• **EXTRACT PROVIDED**
• • •

Evaluation: Why Task-Level Interfaces Reduce Agent Cost

This evaluation is about agent interface design, not just Notion.

The central claim is simple: when an agent has to operate too close to a low-level API surface, it spends extra turns planning, extra tokens carrying verbose tool output forward, and extra effort reconstructing workflows that should have been expressed as one action. In this repository, Notion is the case study used to test that claim.

We compared two interface shapes:

the official Notion MCP tool path, which exposes a broad hosted tool surface around fetch, search, create, update, and related operations
notion-agent-cli (NAC), which exposes task-level actions, compact markdown-shaped outputs, and client-side workflow coordination

Across 200 valid benchmark sessions (10 scenarios, 2 models, 2 conditions, 5 iterations each), NAC reduced mean turns from 6.5 to 2.8 and total reported cost from $24.31 to $8.33, roughly a 66% reduction. The gain was largest on compound tasks such as “query and report” and “merge multiple pages.”

These results should be read as directional evidence about interface shape. They are not a final scientific claim, and they do not yet amount to a publication-grade correctness proof.

Why This Matters

Most discussion about agent tooling starts from transport and interoperability: MCP, plugins, tool schemas, JSON contracts. Those matter, but they are not the whole story.

The more immediate question is often simpler:

What abstraction level is the model being forced to think in?

• • •

Dataset records:

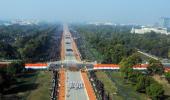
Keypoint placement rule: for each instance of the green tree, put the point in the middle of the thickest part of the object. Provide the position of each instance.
(155, 67)
(126, 65)
(155, 91)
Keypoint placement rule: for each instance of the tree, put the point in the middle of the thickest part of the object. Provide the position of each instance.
(155, 91)
(155, 67)
(128, 63)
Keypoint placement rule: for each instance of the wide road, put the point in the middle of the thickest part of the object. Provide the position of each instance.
(74, 84)
(75, 93)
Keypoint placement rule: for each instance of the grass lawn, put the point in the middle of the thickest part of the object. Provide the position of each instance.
(165, 85)
(108, 85)
(43, 90)
(126, 91)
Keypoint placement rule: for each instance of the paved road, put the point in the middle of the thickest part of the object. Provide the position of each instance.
(75, 93)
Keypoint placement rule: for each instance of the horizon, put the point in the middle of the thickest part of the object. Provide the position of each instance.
(115, 11)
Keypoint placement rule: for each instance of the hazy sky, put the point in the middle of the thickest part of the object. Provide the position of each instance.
(117, 11)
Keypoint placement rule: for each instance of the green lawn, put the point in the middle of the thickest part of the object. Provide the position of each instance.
(43, 90)
(31, 86)
(108, 85)
(126, 91)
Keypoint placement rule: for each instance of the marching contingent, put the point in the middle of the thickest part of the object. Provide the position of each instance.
(75, 85)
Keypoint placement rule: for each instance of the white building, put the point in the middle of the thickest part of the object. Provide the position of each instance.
(144, 29)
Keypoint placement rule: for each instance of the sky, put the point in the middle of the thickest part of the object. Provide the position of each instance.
(116, 11)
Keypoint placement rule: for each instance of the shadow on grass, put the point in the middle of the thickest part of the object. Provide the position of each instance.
(21, 88)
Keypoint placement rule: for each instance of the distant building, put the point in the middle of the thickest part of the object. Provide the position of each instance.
(144, 29)
(165, 22)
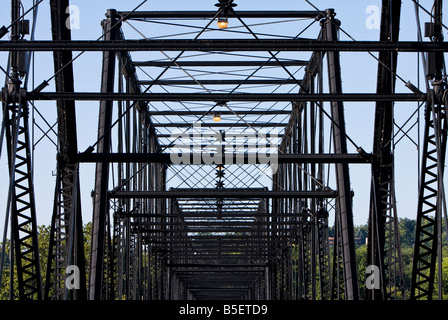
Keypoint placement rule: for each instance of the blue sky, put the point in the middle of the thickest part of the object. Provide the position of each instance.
(358, 71)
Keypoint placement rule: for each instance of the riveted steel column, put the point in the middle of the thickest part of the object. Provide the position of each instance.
(344, 201)
(100, 206)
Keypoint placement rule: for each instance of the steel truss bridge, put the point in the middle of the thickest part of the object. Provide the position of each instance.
(185, 207)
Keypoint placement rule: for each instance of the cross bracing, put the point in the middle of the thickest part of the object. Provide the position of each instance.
(221, 153)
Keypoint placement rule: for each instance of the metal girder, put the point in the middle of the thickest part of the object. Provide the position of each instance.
(344, 199)
(254, 97)
(66, 233)
(226, 159)
(222, 112)
(100, 203)
(224, 45)
(383, 244)
(428, 240)
(213, 193)
(24, 261)
(231, 63)
(210, 14)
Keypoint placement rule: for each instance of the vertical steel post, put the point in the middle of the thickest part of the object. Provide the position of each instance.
(344, 200)
(427, 246)
(101, 206)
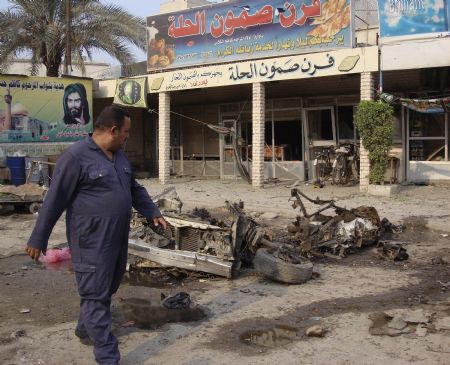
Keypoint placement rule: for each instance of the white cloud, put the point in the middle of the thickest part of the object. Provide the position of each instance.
(438, 5)
(436, 19)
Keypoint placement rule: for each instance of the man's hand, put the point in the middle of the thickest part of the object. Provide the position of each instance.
(160, 220)
(34, 253)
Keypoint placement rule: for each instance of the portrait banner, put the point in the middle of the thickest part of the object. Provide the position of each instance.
(245, 30)
(403, 19)
(39, 109)
(131, 92)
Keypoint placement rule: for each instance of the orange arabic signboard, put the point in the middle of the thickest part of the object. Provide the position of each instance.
(236, 31)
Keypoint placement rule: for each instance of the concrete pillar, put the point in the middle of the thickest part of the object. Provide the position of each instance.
(258, 119)
(367, 93)
(164, 138)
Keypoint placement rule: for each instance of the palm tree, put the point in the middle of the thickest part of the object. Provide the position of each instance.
(37, 28)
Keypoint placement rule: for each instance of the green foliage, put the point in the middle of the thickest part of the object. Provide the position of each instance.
(37, 29)
(374, 121)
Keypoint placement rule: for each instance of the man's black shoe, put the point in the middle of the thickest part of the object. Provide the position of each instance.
(84, 337)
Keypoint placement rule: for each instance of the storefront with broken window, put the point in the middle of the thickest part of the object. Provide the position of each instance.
(282, 79)
(416, 78)
(237, 98)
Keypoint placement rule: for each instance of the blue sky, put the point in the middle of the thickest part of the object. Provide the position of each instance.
(141, 8)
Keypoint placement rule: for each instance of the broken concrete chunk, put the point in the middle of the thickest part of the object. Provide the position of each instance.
(421, 330)
(442, 324)
(410, 316)
(315, 331)
(268, 216)
(417, 316)
(397, 323)
(379, 326)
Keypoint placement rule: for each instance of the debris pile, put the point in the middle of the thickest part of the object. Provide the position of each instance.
(414, 323)
(391, 250)
(339, 234)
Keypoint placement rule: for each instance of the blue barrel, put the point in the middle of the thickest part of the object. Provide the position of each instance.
(17, 167)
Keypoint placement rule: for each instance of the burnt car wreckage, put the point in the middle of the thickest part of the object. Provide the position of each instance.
(196, 241)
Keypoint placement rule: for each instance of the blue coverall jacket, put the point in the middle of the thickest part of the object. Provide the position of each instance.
(98, 194)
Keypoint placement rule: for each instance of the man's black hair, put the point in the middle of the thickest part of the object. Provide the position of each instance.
(111, 116)
(81, 90)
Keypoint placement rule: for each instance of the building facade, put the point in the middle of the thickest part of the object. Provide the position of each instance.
(283, 109)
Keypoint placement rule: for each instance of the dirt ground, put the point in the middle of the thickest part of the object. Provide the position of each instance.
(249, 319)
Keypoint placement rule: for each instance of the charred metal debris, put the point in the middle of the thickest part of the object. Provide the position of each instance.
(343, 233)
(222, 243)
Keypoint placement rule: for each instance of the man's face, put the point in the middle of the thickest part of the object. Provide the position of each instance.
(74, 105)
(120, 136)
(128, 89)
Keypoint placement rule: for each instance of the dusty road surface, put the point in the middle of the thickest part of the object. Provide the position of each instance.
(248, 320)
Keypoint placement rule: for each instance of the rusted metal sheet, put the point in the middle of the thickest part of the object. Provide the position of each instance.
(181, 259)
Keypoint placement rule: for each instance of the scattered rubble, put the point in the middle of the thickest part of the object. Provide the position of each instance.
(397, 322)
(315, 331)
(180, 300)
(340, 234)
(442, 324)
(218, 246)
(391, 250)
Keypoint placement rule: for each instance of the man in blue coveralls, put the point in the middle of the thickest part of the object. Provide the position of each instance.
(94, 182)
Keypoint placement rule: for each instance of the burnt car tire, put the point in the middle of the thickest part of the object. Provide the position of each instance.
(279, 270)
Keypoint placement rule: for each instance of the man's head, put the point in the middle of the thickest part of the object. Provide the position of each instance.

• • •

• **DIRECTIONS**
1. Answer these questions about the evaluation of task-level interfaces and agent cost:
(a) Which product serves as the case study in this repository?
(b) How many valid benchmark sessions were run?
(c) How does the text say the results should be read?
2. Write the next part of the evaluation of task-level interfaces and agent cost, beginning after its final line.

• **RESULTS IN ORDER**
1.
(a) Notion.
(b) 200.
(c) As directional evidence about interface shape.

2.
If the model has to assemble low-level payloads, paginate through bulky responses, and manually coordinate multi-step workflows, the cost of the session goes up even if the underlying API is fast. The problem is not only latency. It is decision count, context growth, and replayed tool output.

That is why this benchmark matters beyond Notion. Notion happens to make the problem visible because it combines nested document structure, verbose payloads, read-modify-write loops, and common compound tasks. But the underlying lesson is broader: interface shape changes agent behavior.

The Notion Case Study

Notion is a useful testbed because it exposes a pattern that shows up in many agent systems:

reads can be structurally noisy
writes often require precise multi-step transformations
compound tasks are common
low-level tool calls compose poorly when the model has to do the orchestration

In practice, that means the same user intent can be expressed in two very different ways.

Under a lower-level tool surface, a task like “query a database and write a report” can become a chain of fetches, transformations, and write calls. Under a task-level interface, the same task can often collapse into something closer to queryDatabase -> createPage.

The benchmark asks whether that reduction in abstraction overhead shows up in turns and cost.

Headline Result

The short answer is yes.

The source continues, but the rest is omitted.